EXERCISE MATERIALS

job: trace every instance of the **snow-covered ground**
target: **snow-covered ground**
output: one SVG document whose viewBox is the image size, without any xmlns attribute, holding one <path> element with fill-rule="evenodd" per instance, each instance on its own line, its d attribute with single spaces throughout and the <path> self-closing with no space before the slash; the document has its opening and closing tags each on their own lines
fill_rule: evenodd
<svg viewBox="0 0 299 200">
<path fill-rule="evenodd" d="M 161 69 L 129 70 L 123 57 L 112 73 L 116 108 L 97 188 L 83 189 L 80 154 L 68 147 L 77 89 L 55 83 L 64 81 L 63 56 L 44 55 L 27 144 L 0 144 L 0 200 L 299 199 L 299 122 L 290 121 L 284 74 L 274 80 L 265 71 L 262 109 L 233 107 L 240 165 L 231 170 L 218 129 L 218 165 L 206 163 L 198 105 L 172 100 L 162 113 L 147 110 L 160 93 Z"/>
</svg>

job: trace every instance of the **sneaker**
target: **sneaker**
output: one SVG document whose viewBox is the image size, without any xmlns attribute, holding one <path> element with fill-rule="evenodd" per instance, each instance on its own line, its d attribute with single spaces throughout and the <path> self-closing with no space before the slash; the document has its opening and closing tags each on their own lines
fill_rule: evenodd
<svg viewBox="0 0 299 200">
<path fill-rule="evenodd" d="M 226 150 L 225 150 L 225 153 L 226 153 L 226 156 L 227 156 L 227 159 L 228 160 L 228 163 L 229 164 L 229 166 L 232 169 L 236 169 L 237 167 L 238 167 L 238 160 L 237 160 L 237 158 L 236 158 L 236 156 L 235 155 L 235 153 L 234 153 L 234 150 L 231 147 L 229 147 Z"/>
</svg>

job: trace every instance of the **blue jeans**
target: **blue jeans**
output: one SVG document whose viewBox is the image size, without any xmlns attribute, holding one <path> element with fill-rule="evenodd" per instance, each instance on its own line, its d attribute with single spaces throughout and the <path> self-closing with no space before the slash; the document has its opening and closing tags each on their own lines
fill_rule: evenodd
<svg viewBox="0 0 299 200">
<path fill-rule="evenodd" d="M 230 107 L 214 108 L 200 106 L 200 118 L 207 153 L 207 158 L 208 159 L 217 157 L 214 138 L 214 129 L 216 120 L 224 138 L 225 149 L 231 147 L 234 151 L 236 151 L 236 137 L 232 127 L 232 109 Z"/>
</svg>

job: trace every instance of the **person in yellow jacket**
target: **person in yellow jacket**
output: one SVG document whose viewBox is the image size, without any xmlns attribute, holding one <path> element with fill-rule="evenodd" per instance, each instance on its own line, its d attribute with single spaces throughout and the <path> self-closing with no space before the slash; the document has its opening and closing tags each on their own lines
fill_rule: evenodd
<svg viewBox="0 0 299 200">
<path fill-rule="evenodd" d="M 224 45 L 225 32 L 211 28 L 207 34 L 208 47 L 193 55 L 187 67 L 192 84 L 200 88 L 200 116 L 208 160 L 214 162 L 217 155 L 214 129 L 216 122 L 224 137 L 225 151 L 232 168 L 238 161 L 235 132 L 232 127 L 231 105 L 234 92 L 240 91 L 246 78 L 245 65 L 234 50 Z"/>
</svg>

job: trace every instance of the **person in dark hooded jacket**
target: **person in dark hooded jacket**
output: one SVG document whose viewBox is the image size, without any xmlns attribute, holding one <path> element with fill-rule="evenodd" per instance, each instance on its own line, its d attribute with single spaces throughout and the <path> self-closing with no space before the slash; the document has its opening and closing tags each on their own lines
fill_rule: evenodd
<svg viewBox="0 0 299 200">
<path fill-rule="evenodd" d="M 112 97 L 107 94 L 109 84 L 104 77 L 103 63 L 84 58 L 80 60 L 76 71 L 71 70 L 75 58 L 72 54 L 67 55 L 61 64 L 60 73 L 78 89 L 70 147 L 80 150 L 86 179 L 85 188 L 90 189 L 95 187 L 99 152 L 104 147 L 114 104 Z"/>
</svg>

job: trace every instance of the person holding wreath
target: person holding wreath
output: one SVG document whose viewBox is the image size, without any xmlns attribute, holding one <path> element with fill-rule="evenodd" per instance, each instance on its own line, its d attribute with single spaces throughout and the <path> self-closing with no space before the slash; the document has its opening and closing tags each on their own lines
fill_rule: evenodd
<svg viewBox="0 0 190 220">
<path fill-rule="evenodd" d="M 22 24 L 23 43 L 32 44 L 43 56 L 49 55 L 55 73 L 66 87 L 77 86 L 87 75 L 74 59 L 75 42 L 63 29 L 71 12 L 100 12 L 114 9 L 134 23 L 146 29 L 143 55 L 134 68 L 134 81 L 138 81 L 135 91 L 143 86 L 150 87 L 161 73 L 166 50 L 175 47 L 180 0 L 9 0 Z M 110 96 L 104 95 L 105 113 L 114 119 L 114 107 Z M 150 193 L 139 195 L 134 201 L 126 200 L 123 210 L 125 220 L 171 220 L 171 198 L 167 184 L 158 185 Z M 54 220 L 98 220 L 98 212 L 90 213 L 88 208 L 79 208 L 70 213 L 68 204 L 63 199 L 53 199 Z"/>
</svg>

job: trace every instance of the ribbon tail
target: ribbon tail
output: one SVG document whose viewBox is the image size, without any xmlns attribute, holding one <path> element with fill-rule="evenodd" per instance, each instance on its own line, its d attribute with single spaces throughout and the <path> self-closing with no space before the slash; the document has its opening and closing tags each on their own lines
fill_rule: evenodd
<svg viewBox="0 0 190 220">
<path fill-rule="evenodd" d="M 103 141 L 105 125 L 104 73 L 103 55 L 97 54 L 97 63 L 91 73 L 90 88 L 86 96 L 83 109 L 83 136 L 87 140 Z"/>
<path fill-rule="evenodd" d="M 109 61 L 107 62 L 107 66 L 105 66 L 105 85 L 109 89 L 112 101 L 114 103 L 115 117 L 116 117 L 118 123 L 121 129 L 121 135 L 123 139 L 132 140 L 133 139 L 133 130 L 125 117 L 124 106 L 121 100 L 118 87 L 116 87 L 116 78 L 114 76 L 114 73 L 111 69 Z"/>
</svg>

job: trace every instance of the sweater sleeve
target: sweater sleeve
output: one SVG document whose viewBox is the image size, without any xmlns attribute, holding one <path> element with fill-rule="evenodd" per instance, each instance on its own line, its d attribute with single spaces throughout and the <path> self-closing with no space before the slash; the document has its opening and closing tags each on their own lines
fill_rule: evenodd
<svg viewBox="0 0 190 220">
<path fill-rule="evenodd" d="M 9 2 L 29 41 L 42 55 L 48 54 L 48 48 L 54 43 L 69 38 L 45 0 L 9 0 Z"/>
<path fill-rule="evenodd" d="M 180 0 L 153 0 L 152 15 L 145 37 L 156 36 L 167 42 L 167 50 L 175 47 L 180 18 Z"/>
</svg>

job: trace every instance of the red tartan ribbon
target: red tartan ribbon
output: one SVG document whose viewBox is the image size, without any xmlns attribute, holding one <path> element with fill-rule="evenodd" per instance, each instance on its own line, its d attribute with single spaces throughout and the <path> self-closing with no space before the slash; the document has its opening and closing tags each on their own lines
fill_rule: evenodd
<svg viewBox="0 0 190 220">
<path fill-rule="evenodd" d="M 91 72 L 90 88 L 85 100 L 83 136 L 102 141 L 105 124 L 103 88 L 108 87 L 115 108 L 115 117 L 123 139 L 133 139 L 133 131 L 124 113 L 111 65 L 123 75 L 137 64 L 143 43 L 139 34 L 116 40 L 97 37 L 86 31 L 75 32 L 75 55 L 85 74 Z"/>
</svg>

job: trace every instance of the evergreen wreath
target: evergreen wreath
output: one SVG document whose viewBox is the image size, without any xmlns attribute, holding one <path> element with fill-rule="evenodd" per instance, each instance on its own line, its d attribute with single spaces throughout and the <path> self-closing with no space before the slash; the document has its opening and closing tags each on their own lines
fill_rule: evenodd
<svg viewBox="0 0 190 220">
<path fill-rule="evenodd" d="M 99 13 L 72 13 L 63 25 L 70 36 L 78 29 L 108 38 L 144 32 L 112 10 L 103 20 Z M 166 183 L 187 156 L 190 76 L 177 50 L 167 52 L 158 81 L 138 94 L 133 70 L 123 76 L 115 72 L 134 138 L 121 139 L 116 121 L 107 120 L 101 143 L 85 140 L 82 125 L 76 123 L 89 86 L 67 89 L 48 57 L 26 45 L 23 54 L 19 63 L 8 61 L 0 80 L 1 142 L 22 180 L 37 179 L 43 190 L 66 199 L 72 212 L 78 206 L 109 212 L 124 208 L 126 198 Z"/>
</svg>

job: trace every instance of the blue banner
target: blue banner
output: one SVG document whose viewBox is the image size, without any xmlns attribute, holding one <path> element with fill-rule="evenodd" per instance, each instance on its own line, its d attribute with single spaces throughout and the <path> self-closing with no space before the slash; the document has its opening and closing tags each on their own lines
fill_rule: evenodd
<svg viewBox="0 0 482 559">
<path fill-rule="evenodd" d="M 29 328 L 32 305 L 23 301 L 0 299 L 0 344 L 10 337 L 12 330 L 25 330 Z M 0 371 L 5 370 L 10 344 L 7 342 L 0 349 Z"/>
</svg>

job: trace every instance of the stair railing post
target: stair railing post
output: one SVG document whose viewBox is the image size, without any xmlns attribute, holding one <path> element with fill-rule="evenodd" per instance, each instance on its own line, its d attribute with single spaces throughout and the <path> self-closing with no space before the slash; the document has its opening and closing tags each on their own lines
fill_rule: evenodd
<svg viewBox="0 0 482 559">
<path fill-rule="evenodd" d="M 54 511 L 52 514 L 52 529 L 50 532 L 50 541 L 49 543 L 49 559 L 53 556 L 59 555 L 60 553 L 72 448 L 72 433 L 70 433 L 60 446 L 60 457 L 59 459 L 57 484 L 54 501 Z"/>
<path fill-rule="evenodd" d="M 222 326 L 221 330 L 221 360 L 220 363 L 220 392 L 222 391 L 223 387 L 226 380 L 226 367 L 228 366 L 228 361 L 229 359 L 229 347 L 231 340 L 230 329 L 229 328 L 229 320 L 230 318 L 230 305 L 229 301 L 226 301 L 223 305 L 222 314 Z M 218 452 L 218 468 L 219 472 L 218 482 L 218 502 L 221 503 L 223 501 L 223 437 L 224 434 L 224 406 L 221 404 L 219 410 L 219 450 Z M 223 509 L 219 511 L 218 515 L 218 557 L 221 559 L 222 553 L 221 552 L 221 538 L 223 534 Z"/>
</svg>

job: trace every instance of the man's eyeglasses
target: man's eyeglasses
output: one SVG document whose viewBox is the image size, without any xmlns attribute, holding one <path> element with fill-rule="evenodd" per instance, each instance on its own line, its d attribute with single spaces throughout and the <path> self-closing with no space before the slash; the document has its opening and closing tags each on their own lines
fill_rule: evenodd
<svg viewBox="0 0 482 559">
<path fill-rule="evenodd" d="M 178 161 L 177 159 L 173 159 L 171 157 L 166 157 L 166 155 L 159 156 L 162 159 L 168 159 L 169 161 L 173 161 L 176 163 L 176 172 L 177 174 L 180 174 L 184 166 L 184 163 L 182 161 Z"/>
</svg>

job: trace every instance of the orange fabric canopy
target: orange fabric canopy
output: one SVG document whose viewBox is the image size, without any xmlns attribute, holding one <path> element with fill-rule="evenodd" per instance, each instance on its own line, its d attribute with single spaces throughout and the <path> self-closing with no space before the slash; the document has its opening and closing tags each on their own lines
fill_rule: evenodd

BRIEF
Recast the stretch from the line containing "job: trace every instance of the **sneaker**" through the line containing "target: **sneaker**" as a numbered list, leaving out any blank lines.

WRITTEN REPLY
1. job: trace every instance of the **sneaker**
2. target: **sneaker**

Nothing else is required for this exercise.